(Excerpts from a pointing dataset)
-- BEGIN --

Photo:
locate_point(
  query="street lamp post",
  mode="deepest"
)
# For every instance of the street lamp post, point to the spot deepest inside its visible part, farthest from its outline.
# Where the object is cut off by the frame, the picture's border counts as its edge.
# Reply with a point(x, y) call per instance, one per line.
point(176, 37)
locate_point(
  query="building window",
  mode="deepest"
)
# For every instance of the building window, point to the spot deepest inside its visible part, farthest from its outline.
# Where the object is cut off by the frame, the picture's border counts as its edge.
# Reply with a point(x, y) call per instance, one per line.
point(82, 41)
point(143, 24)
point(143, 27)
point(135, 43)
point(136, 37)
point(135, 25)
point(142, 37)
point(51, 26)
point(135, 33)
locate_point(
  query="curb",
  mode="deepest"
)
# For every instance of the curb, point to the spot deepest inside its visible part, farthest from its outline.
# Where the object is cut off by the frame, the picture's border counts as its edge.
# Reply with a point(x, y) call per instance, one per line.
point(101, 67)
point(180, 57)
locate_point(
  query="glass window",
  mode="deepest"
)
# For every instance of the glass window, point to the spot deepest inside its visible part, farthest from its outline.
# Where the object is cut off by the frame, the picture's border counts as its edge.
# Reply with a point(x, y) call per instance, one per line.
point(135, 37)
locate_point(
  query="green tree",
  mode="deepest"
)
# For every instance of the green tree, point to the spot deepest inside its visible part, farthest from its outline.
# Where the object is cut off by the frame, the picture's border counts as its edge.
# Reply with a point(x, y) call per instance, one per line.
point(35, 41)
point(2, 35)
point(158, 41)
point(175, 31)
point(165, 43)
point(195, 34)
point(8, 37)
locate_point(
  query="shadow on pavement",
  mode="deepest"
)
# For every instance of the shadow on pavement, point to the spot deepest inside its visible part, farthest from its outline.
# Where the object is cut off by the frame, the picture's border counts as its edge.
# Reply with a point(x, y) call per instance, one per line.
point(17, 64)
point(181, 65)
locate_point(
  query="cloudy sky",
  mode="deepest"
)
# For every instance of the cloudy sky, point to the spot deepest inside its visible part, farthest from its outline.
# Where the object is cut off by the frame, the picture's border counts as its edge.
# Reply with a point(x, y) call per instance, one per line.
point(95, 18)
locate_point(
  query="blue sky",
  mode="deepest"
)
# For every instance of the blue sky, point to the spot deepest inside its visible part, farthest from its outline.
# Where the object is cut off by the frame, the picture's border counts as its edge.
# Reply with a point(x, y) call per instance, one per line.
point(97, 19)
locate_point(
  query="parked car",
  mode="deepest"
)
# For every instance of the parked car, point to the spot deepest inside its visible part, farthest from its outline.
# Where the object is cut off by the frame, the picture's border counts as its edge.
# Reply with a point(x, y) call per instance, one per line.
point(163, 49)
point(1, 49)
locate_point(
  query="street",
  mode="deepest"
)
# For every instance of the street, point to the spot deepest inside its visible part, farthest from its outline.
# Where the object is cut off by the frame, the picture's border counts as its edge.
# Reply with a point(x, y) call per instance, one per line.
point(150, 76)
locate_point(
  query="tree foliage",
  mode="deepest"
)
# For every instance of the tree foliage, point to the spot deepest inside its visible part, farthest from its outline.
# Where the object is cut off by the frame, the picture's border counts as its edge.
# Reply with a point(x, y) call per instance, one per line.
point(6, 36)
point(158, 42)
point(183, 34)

-- END --

Instructions for the task: Copy out the records word for word, from the very first line up to and including the line with "point(176, 37)".

Exercise output:
Photo:
locate_point(
  query="street lamp post",
  mode="deepest"
)
# For every instance of the street lamp post, point to the spot deepest inside its visible part, farthest from its outline.
# Where the object is cut off by the frame, the picture's border counts as its edge.
# Reply with a point(x, y) call per instance, one per line.
point(176, 37)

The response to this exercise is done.